SELECTED TEXT ▸
All these years we have been moving toward democratization following the principle of “economy first, politics second”. Our joint achievements allow us to launch comprehensive efforts in many directions to further modernize our political system and develop democracy.
Today I offer a package of initiatives, the National Program of Political Reforms. The Program constitutes a unified coherent approach to reforming political, social, and public institutions. The essence of this approach is to further democratize Kazakhstan in line with the traditions and principles of Western democracies.

This national program of political reforms should be implemented only on the basis of a dialogue with the entire society. The year 2005 should go down in history as a year of dynamic progress in political reforms and of the nationwide policy debate about these reforms. The process should be very transparent and public and involve all the citizens of Kazakhstan, including prominent figures, leading opinion makers, and representatives of the national elite.

I do not exclude the possibility of inviting international experts and respected political figures from Western democracies.

I charge the National Commission on Democratization and Civil Society with the responsibility to coordinate the discussion of the National Program of Political Reforms.


It is imperative to make maximal use of the current Constitution. Our Constitution is recognized in the world as appropriate to the basic tasks of a democratic society.

What has our country’s Constitution, adopted by the people, given us? An effective two-chamber Parliament – the legislative power of the country. The Constitution endowed it with the right to approve a budget for the country, and to oversee its execution. 

The Parliament, by majority vote, gives its consent to the appointment of a Prime Minister, and Chairman of the National Bank. It has the right to pass a “no confidence” vote in the Government, to insist on the Government’s resignation, and to relieve any minister of their duties.

Political parties are represented in the Parliament. The Parliament has the right to introduce amendments to the country’s Constitution.

Members of the Government regularly report back to the chambers of Parliament. The Senate elects judges of the Supreme Court, gives its consent to the appointment of the Prosecutor General and the Chairman of the National Security Committee.

In our country the President, members of Parliament, and members of maslikhats (regional assemblies), are elected by free and secret ballot.

Such important state organs as the Constitution Council, and the Audit Committee are formed on an equal footing by the President, the Majilis and the Senate. The Central Election Commission is elected by the Majilis based on nominations by the President. A necessary system of checks and balances has been established.

The challenge now is to ensure the clear use of rights granted by the Constitution.


It is essential to continue the reform of executive power in the direction of further decentralization, regulating and increasing the effectiveness of the system of state government.

WHAT TO DO ▸
#1 In the speech on Kazakhstan's political reforms, rewrite the passage starting at "I charge the" and ending at "of the National Program of Political Reforms.", changing "coordinate" to "lead".
#2 Name every official post in the speech on Kazakhstan's political reforms whose appointment the text says needs the consent of Parliament or the Senate.
#3 Carry on the speech on Kazakhstan's political reforms from its final sentence.

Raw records
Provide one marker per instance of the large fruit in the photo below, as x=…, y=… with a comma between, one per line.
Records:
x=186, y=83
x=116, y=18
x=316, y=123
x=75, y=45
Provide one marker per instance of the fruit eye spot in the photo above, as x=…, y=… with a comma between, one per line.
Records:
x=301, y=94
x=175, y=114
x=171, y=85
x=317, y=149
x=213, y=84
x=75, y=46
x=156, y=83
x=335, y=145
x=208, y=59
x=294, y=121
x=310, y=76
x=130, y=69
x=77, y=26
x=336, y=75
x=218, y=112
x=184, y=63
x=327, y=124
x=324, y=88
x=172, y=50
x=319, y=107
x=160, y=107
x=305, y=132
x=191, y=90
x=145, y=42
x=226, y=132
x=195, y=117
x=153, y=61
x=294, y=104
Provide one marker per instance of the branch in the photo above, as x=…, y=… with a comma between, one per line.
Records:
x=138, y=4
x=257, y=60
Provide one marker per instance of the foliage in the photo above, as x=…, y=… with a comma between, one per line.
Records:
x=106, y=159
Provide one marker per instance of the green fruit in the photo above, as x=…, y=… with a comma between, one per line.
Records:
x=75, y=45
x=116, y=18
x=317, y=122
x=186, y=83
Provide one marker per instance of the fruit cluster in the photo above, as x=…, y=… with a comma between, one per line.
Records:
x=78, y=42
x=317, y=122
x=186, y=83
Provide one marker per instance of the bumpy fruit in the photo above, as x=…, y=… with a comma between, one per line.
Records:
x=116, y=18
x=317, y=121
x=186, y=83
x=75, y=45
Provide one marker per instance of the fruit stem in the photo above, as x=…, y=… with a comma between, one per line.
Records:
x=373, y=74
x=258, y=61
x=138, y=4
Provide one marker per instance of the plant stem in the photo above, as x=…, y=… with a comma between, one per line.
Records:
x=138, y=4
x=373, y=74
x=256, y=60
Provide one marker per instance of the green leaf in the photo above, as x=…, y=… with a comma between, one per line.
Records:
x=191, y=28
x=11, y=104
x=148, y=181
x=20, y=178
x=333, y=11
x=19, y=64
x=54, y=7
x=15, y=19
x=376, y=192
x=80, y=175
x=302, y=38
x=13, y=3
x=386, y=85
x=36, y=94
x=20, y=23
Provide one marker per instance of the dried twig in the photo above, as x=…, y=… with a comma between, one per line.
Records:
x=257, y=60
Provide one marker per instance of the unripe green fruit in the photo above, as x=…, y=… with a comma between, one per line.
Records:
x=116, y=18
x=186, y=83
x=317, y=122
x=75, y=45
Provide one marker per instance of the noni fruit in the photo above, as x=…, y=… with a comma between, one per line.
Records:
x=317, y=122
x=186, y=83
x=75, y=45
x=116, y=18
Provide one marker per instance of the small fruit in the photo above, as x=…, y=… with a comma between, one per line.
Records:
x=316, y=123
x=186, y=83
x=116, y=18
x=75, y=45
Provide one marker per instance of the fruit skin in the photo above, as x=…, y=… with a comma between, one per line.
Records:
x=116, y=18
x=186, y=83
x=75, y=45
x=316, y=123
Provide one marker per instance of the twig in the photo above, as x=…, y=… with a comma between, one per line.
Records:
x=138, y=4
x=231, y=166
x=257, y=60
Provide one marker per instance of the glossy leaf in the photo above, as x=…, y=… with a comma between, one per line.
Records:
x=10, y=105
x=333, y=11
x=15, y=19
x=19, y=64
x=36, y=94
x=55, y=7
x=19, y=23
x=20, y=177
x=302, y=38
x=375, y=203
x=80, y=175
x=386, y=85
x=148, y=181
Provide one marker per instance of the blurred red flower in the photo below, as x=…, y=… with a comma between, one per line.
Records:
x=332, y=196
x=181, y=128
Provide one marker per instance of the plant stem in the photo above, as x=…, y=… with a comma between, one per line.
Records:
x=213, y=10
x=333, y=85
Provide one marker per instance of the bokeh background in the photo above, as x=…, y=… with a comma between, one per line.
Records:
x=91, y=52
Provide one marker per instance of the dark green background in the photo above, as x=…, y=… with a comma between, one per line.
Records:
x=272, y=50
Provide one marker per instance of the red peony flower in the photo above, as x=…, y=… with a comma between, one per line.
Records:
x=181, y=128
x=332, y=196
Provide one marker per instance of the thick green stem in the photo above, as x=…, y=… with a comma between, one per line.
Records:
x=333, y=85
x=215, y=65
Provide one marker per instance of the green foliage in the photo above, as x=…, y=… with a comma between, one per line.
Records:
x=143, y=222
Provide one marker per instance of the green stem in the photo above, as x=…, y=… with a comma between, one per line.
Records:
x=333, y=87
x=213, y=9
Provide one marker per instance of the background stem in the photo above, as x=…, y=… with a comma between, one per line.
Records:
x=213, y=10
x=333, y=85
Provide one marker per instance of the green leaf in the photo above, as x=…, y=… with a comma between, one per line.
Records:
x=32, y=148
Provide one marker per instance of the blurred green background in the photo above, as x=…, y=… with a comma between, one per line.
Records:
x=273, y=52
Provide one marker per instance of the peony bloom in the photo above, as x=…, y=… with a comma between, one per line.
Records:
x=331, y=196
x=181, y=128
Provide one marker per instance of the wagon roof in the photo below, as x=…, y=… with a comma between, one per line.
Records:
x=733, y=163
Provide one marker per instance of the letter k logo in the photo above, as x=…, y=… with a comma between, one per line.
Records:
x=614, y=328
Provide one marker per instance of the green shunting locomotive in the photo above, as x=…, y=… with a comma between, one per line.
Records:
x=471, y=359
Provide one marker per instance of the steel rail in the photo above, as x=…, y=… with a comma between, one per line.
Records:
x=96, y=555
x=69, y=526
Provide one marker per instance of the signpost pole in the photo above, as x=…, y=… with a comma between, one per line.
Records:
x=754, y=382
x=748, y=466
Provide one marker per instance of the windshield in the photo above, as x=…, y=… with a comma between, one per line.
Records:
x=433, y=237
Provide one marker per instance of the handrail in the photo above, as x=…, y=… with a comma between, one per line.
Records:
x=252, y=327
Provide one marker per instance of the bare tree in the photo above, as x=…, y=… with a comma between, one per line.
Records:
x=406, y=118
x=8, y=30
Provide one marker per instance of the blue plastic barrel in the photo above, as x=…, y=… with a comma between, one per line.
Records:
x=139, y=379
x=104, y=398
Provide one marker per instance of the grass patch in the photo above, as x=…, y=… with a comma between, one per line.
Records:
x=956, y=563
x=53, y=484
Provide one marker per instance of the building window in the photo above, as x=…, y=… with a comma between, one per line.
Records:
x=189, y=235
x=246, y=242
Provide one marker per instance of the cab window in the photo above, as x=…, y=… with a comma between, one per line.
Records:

RESULTS FOR THE EXERCISE ▸
#1
I charge the National Commission on Democratization and Civil Society with the responsibility to lead the discussion of the National Program of Political Reforms.

#2 Prime Minister, Chairman of the National Bank, Prosecutor General, Chairman of the National Security Committee

#3
We have taken definite steps toward decentralizing the system of executive power and created conditions for introducing elections of akims (mayors).  In August of this year, we will conduct pilot elections of akims of districts of oblasts, and of the cities of Astana and Almaty. We will begin, in phases, the elections of akims in rural districts, villages, and settlements, a process that will be completed in the year 2007.

At the same time, it is imperative that the Government develop and introduce for consideration by Parliament legislative bills which complete the process of dividing power among the levels of state government.

Transparency of executive power must become the norm.

The further deepening of administrative reforms is imperative. It is necessary to raise the effectiveness of the work of the Government

There should be created an effective, and most importantly, an optimally staffed state apparatus.

It is imperative to accelerate the introduction of e-Government. It is essential to improve administrative services of the state, and reduce the bureaucracy of government.


The process of political modernization requires, first of all, the strengthening the political authority of the legislative branch of government. This can and must be done within the framework of the current Constitution. Its potential has not been exhausted.

It is necessary to discuss the advisability of strengthening the role of both chambers of Parliament in the formation of the Central Election Commission, the Constitution Council, and the Audit Committee.

We should carry out a detailed and carefully thought out study of the mechanisms for forming the Government on the basis of a parliamentary majority and approval of candidates for ministers in charge of social and economic issues by oversight committees.

It is also imperative to provide for a broadening of powers of maslikhats (regional assemblies).


We are on the threshold of full scale reforms of the judicial system, corresponding to generally accepted standards in the democratic community.  We have work to do on the following tasks:








I want to draw particular attention to the question of the independence and integrity of judges. We must do what we can so that bribery in the judicial sphere is not only morally unacceptable, but economically disadvantageous as well. A judge should value their place on the bench and know that if they violate the law or professional ethics, they will lose not only the right to be part of the civil service, but also their entire benefits package.


It is worthwhile to discuss the importance of further improvement in our election laws.

I am instructing the Central Election Commission (CEC) to conduct a serious analysis of shortcomings in the legal safeguards in our election process. In the course of 2005 the CEC should develop and introduce appropriate proposals for improving the quality of election mechanisms, which must fully conform to international standards and the level of development of our society. Only with such an approach do I see a consistent implementation of a policy of securing the free and guaranteed expression of the will of all citizens.


Of primary importance is the future development of guarantees of rights and freedoms of the citizens of Kazakhstan, freedom of speech, freedom of assembly, and the right to express political will.

Freedom of speech is one of the fundamental conditions for the continued democratic development of Kazakhstan. In independent Kazakhstan, no individuals are convicted for political reasons.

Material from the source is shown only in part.